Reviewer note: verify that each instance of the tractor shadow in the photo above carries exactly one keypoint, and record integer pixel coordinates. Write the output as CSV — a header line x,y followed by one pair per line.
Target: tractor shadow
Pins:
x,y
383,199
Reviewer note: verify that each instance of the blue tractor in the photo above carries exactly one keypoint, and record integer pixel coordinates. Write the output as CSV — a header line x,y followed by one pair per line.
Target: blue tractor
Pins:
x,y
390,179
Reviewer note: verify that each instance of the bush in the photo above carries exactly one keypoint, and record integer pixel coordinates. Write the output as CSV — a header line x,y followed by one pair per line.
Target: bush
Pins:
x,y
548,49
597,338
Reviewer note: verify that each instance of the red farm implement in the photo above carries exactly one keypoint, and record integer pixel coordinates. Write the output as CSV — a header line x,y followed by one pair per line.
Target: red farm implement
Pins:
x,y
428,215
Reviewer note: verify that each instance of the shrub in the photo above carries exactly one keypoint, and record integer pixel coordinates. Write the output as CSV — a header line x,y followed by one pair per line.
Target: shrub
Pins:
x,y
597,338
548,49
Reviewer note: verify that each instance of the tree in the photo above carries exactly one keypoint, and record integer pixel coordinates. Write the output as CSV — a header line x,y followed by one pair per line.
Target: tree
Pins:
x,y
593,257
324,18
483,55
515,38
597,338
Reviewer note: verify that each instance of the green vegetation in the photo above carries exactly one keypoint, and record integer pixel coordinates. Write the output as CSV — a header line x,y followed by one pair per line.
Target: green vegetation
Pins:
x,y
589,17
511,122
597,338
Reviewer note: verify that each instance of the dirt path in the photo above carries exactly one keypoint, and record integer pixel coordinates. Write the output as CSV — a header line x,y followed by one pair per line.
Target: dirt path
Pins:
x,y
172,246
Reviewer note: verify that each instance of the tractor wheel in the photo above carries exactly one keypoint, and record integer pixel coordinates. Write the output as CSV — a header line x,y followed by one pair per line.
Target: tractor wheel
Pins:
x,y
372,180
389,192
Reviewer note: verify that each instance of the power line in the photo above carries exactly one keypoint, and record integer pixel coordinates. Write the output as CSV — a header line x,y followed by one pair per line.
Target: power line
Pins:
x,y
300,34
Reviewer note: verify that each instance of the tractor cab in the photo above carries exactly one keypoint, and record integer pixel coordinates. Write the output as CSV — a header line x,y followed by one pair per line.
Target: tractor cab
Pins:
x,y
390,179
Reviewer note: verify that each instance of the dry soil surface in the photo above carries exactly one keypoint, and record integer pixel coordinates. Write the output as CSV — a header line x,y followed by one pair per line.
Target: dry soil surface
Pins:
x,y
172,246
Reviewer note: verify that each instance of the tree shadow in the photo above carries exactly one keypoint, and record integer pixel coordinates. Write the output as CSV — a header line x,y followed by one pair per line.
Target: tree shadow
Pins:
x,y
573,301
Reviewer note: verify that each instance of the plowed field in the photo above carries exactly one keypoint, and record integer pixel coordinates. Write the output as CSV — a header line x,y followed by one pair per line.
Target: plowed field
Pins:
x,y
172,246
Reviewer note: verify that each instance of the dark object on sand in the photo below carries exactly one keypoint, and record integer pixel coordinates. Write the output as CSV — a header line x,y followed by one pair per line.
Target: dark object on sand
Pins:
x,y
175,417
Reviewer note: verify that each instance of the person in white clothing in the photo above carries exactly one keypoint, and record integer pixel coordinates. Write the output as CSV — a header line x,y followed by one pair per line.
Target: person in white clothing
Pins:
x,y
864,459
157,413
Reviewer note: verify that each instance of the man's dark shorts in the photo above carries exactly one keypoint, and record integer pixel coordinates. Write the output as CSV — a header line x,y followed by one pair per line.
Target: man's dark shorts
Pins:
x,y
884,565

Job ▸ Put every line above into a JSON list of strings, one string for each line, and leave out any blank lines.

Complete response ▸
[
  "Reviewer note: verify that each instance of the tractor shadow in the photo above carries exactly one keypoint, and record integer pixel coordinates. Write the output as CSV — a header line x,y followed by one pair per line.",
  "Target: tractor shadow",
  "Pins:",
  "x,y",
  "383,199",
  "Reviewer note: verify that each instance of the blue tractor in the photo above carries exactly one keypoint, and record integer pixel coordinates. Write the output as CSV — a header line x,y followed by one pair per line.",
  "Target: blue tractor",
  "Pins:",
  "x,y",
  "390,179",
  "Reviewer note: verify that each instance of the bush in the photo above carries exactly one keypoint, and record integer pixel coordinates. Write the output as CSV — a header line x,y followed by one pair per line.",
  "Target: bush",
  "Pins:",
  "x,y",
  "548,49",
  "597,338",
  "Reviewer note: verify that each instance of the red farm implement in the photo above carries exactly one keypoint, and record integer pixel coordinates. Write the output as CSV — a header line x,y followed by one pair per line.",
  "Target: red farm implement",
  "Pins:",
  "x,y",
  "428,215",
  "Reviewer note: verify that each instance of the shrub in the photo above carries exactly one keypoint, and record integer pixel coordinates. Write the output as CSV — a header line x,y followed by one pair per line.",
  "Target: shrub",
  "Pins:",
  "x,y",
  "597,338",
  "548,49",
  "Reviewer note: verify that each instance of the tree in the photo above carries exactly one keypoint, and record integer pixel coordinates. Write the output as CSV — a header line x,y followed by one pair per line.",
  "Target: tree",
  "Pins:",
  "x,y",
  "593,257",
  "324,18",
  "483,55",
  "515,38",
  "597,338",
  "Reviewer note: verify that each instance of the green vegetation in the photo above carries exactly one keypoint, and record integer pixel coordinates. Write the output as CSV — a header line x,y followed by one pair per line.",
  "Target: green vegetation",
  "Pins:",
  "x,y",
  "589,17",
  "511,122",
  "597,338",
  "Reviewer note: verify that each instance of the dirt path in the photo above carries exactly one keypoint, and record integer pixel coordinates. Write the output as CSV — a header line x,y followed by one pair per line.",
  "Target: dirt path",
  "Pins:",
  "x,y",
  "172,246",
  "Reviewer note: verify that each instance of the tractor wheel in the photo above carries exactly one keypoint, and record integer pixel coordinates. Write the output as CSV — a header line x,y followed by one pair per line.",
  "Target: tractor wheel",
  "Pins:",
  "x,y",
  "372,180",
  "389,192",
  "Reviewer note: verify that each instance of the power line in the photo above carries exactly one keypoint, and record integer pixel coordinates. Write the output as CSV — a header line x,y followed by one pair per line.",
  "Target: power line",
  "Pins:",
  "x,y",
  "300,34",
  "Reviewer note: verify that each instance of the tractor cab in the photo above carries exactly one keypoint, and record integer pixel coordinates. Write the output as CSV — a header line x,y followed by one pair per line.",
  "Target: tractor cab",
  "Pins:",
  "x,y",
  "390,179",
  "Reviewer note: verify that each instance of the dry soil surface in the photo above carries exactly one keypoint, and record integer pixel coordinates. Write the output as CSV — a header line x,y followed by one pair per line.",
  "Target: dry soil surface",
  "Pins:",
  "x,y",
  "172,246",
  "Reviewer note: verify that each instance of the tree shadow in the photo above carries exactly one keypoint, and record integer pixel coordinates. Write the output as CSV — a header line x,y followed by one pair per line.",
  "Target: tree shadow",
  "Pins:",
  "x,y",
  "573,301",
  "Reviewer note: verify that each instance of the plowed field in the photo above carries exactly one keypoint, and record integer pixel coordinates. Write the output as CSV — a header line x,y followed by one pair per line.",
  "Target: plowed field",
  "Pins:",
  "x,y",
  "172,246",
  "Reviewer note: verify that each instance of the dark object on sand in the photo below carries exactly one keypoint, and record integer pixel coordinates. Write the output as CSV — a header line x,y followed by one pair per line.",
  "Target: dark object on sand",
  "Pins:",
  "x,y",
  "175,417",
  "Reviewer note: verify that each instance of the person in white clothing in the photo above carries exactly one keypoint, and record integer pixel coordinates. Write the output as CSV — a header line x,y followed by one pair per line.",
  "Target: person in white clothing",
  "Pins:",
  "x,y",
  "864,459",
  "157,413",
  "Reviewer note: verify that each instance of the man's dark shorts in the photo above carries exactly one keypoint, and record integer pixel coordinates. Write the output as CSV — a header line x,y followed by one pair per line.",
  "Target: man's dark shorts",
  "Pins:",
  "x,y",
  "884,565"
]